:: CHALLENGE ::
How many lines in the rows below contain the string "target"? Reply with the number alone.

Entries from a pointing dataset
★ ★ ★ ★

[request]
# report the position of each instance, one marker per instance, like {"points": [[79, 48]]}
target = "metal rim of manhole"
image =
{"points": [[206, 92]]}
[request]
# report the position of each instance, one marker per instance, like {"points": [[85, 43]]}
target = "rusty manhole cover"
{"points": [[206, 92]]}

★ ★ ★ ★

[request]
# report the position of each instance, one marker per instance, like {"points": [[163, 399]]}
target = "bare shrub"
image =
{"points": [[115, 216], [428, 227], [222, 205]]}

★ ★ ★ ★

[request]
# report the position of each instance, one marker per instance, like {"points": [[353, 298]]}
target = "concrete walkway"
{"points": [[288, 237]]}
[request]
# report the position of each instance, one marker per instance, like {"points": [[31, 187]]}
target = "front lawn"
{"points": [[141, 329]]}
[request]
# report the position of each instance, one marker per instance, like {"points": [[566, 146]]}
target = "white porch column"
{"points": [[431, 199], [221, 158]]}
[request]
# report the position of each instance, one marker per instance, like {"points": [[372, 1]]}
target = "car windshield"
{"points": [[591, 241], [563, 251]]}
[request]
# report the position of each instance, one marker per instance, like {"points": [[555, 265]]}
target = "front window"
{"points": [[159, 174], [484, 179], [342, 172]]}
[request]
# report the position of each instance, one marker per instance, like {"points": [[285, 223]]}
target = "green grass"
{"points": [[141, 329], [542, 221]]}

★ ★ ★ ★

:: TASK RESULT ::
9